| WHAT TO DO |
In the material below, put the lines starting at the line that contains "Specification: The model inspects the coffee" and ending at the line that contains "xmin=156 ymin=209 xmax=187 ymax=248" into a Markdown table with the columns Row and Line. Number each row and leave out any blank lines.

** Start of DATASET CONTENT **

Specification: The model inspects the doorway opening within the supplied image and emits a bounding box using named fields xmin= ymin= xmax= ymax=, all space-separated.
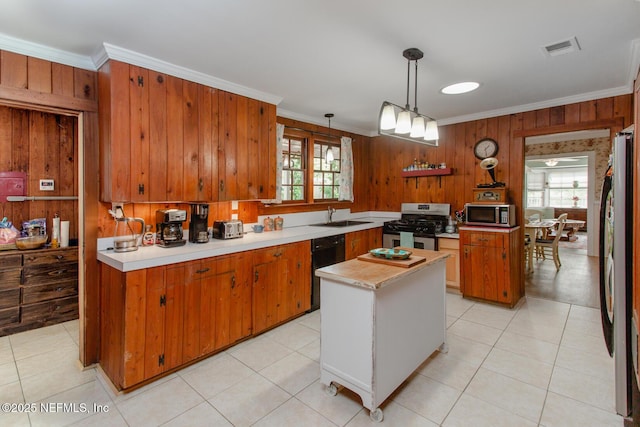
xmin=523 ymin=129 xmax=610 ymax=308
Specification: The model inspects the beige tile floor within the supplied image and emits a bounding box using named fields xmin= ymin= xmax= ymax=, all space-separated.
xmin=0 ymin=294 xmax=623 ymax=427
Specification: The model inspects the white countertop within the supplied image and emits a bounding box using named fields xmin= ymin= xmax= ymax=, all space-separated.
xmin=97 ymin=213 xmax=393 ymax=272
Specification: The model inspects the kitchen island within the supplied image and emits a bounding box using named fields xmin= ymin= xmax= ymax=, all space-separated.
xmin=316 ymin=249 xmax=449 ymax=421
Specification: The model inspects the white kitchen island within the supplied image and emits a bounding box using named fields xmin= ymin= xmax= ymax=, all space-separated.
xmin=316 ymin=249 xmax=449 ymax=421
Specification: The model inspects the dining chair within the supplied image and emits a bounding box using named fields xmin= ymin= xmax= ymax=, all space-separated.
xmin=536 ymin=213 xmax=567 ymax=270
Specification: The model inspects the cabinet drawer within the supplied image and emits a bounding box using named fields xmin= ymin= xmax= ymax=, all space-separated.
xmin=0 ymin=288 xmax=20 ymax=308
xmin=438 ymin=237 xmax=460 ymax=251
xmin=22 ymin=297 xmax=78 ymax=326
xmin=0 ymin=307 xmax=20 ymax=328
xmin=463 ymin=231 xmax=503 ymax=248
xmin=22 ymin=262 xmax=78 ymax=286
xmin=24 ymin=248 xmax=78 ymax=267
xmin=0 ymin=270 xmax=22 ymax=291
xmin=22 ymin=280 xmax=78 ymax=304
xmin=185 ymin=258 xmax=216 ymax=280
xmin=0 ymin=254 xmax=22 ymax=274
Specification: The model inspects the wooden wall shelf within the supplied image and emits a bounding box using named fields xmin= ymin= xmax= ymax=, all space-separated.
xmin=400 ymin=168 xmax=453 ymax=188
xmin=400 ymin=168 xmax=453 ymax=178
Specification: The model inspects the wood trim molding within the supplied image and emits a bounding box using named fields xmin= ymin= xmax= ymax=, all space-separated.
xmin=0 ymin=86 xmax=98 ymax=115
xmin=512 ymin=117 xmax=624 ymax=138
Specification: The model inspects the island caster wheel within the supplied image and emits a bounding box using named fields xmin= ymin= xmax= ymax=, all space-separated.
xmin=369 ymin=408 xmax=384 ymax=423
xmin=325 ymin=383 xmax=338 ymax=396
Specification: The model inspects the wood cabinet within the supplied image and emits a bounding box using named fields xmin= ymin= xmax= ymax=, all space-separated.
xmin=0 ymin=247 xmax=78 ymax=336
xmin=438 ymin=237 xmax=460 ymax=291
xmin=344 ymin=227 xmax=382 ymax=260
xmin=252 ymin=241 xmax=311 ymax=334
xmin=98 ymin=60 xmax=276 ymax=202
xmin=100 ymin=241 xmax=302 ymax=389
xmin=460 ymin=227 xmax=524 ymax=307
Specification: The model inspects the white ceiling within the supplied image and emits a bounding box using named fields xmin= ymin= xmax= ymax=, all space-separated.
xmin=0 ymin=0 xmax=640 ymax=135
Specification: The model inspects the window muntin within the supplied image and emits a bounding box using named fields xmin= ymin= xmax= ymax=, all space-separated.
xmin=282 ymin=136 xmax=307 ymax=202
xmin=313 ymin=140 xmax=341 ymax=200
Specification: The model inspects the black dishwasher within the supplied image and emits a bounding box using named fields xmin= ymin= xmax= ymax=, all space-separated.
xmin=309 ymin=234 xmax=344 ymax=311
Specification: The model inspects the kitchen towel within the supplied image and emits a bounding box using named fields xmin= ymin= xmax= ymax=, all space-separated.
xmin=60 ymin=221 xmax=69 ymax=248
xmin=400 ymin=231 xmax=413 ymax=248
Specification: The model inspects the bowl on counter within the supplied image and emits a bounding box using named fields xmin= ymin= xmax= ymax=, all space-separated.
xmin=16 ymin=234 xmax=47 ymax=250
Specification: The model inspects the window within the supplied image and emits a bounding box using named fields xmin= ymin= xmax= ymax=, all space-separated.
xmin=282 ymin=128 xmax=341 ymax=203
xmin=282 ymin=135 xmax=307 ymax=201
xmin=313 ymin=142 xmax=340 ymax=200
xmin=547 ymin=168 xmax=588 ymax=208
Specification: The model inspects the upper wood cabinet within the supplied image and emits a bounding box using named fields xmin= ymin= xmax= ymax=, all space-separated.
xmin=98 ymin=61 xmax=276 ymax=202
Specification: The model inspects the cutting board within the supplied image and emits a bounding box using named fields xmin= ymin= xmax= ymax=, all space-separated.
xmin=358 ymin=253 xmax=427 ymax=268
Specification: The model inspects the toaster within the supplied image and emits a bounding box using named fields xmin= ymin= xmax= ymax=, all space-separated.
xmin=213 ymin=219 xmax=244 ymax=239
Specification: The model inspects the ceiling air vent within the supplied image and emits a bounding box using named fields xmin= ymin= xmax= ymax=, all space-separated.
xmin=542 ymin=37 xmax=580 ymax=56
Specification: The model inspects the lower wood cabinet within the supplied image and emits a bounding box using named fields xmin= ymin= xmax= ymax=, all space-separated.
xmin=0 ymin=247 xmax=78 ymax=336
xmin=344 ymin=227 xmax=382 ymax=260
xmin=460 ymin=227 xmax=524 ymax=307
xmin=251 ymin=241 xmax=311 ymax=334
xmin=100 ymin=241 xmax=311 ymax=389
xmin=438 ymin=237 xmax=460 ymax=291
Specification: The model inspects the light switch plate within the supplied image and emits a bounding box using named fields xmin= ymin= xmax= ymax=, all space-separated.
xmin=40 ymin=179 xmax=54 ymax=191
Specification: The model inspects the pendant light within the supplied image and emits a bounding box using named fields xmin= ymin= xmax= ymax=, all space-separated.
xmin=324 ymin=113 xmax=334 ymax=163
xmin=378 ymin=48 xmax=439 ymax=146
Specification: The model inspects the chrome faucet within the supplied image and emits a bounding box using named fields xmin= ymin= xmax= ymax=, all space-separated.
xmin=327 ymin=206 xmax=336 ymax=222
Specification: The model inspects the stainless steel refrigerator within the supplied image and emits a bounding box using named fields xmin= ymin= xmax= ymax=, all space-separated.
xmin=600 ymin=128 xmax=638 ymax=421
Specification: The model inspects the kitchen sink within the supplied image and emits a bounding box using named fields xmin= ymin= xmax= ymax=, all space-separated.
xmin=311 ymin=219 xmax=371 ymax=227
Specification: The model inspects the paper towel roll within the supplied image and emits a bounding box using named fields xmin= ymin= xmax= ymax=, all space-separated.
xmin=60 ymin=221 xmax=69 ymax=248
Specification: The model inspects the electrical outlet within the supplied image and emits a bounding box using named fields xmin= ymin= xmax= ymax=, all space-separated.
xmin=111 ymin=202 xmax=124 ymax=218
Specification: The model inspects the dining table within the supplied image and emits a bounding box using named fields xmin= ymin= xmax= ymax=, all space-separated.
xmin=524 ymin=218 xmax=558 ymax=271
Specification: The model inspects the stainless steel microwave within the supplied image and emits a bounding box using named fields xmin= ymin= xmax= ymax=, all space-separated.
xmin=464 ymin=203 xmax=516 ymax=227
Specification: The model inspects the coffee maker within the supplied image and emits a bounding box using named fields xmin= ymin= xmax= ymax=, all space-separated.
xmin=189 ymin=203 xmax=209 ymax=243
xmin=156 ymin=209 xmax=187 ymax=248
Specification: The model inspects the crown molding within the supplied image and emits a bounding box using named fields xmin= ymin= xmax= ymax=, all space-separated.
xmin=277 ymin=108 xmax=370 ymax=137
xmin=94 ymin=43 xmax=282 ymax=105
xmin=0 ymin=33 xmax=96 ymax=71
xmin=438 ymin=83 xmax=633 ymax=126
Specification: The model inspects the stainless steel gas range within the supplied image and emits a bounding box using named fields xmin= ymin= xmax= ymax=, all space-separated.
xmin=382 ymin=203 xmax=451 ymax=251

** End of DATASET CONTENT **

| RESULT FOR THIS TASK |
| Row | Line |
|---|---|
| 1 | Specification: The model inspects the coffee maker within the supplied image and emits a bounding box using named fields xmin= ymin= xmax= ymax=, all space-separated. |
| 2 | xmin=189 ymin=203 xmax=209 ymax=243 |
| 3 | xmin=156 ymin=209 xmax=187 ymax=248 |